**Work request**
Extract from the entries below, exactly as given, only the lines from the line containing "25 184 L 39" to the line containing "Give the outline", both lines included.

**Data for analysis**
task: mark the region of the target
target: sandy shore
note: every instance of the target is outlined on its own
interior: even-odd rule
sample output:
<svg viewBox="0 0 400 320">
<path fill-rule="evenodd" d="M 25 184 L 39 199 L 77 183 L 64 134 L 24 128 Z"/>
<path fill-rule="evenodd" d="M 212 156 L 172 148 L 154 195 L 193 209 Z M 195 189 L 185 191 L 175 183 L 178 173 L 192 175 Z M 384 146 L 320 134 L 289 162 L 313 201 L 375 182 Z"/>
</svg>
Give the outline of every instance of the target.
...
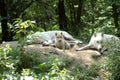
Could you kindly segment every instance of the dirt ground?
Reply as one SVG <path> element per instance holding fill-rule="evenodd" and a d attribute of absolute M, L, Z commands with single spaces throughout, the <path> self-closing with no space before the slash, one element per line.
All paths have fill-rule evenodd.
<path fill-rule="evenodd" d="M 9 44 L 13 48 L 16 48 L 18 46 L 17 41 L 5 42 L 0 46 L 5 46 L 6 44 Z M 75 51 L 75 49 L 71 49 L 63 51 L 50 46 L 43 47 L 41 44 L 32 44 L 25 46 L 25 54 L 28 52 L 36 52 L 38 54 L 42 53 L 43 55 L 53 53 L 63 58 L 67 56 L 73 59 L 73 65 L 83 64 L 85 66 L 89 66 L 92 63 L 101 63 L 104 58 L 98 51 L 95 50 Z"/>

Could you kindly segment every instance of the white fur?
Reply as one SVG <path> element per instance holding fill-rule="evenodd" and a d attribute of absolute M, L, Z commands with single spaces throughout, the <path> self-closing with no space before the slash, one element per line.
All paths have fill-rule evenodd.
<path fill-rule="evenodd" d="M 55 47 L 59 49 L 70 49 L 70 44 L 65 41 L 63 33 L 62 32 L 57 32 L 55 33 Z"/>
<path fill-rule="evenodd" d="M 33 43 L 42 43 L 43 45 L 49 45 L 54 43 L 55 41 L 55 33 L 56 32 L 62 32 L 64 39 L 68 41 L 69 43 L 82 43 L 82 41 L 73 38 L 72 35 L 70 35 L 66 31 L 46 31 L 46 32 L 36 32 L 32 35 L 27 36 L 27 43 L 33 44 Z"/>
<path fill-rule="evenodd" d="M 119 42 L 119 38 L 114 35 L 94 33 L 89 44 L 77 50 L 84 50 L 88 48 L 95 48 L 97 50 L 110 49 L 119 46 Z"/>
* * *
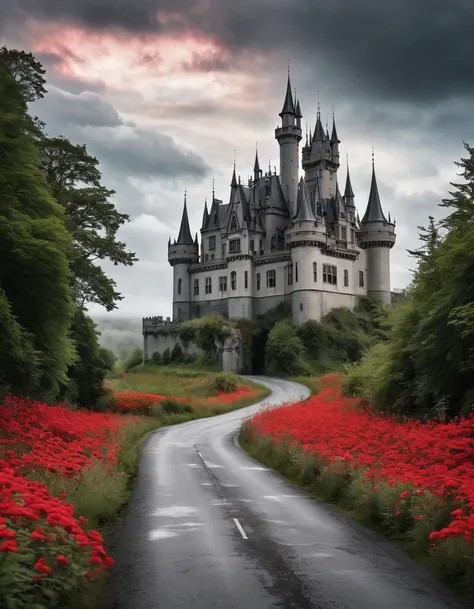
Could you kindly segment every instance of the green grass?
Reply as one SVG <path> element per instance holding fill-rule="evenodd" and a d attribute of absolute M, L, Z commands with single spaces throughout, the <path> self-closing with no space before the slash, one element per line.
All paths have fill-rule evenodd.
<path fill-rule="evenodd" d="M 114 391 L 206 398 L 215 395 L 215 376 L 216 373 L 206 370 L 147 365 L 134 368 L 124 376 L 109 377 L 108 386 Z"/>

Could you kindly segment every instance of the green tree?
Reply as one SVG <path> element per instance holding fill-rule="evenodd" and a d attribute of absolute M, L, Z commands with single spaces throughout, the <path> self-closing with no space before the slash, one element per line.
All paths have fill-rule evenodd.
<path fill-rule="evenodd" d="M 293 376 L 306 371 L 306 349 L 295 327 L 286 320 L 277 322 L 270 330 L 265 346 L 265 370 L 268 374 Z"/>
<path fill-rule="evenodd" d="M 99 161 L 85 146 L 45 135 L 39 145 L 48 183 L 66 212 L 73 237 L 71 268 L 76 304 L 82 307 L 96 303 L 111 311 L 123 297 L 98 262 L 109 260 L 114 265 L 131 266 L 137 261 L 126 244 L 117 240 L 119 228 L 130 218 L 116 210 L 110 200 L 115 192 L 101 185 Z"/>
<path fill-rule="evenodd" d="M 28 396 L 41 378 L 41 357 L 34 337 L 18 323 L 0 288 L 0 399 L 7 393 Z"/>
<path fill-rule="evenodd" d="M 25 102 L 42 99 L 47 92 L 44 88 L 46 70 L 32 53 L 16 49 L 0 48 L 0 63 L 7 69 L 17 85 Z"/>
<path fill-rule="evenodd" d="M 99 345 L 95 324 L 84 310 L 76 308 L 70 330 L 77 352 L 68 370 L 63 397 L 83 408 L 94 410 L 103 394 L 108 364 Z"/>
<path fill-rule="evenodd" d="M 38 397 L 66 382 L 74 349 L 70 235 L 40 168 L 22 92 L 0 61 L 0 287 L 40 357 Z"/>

**Answer area**
<path fill-rule="evenodd" d="M 25 184 L 39 199 L 77 183 L 64 134 L 24 128 Z"/>
<path fill-rule="evenodd" d="M 212 156 L 172 148 L 154 195 L 193 209 Z M 195 189 L 185 191 L 175 183 L 178 173 L 192 175 Z M 384 146 L 320 134 L 289 162 L 313 201 L 375 182 Z"/>
</svg>
Give the outline of every instance of the target.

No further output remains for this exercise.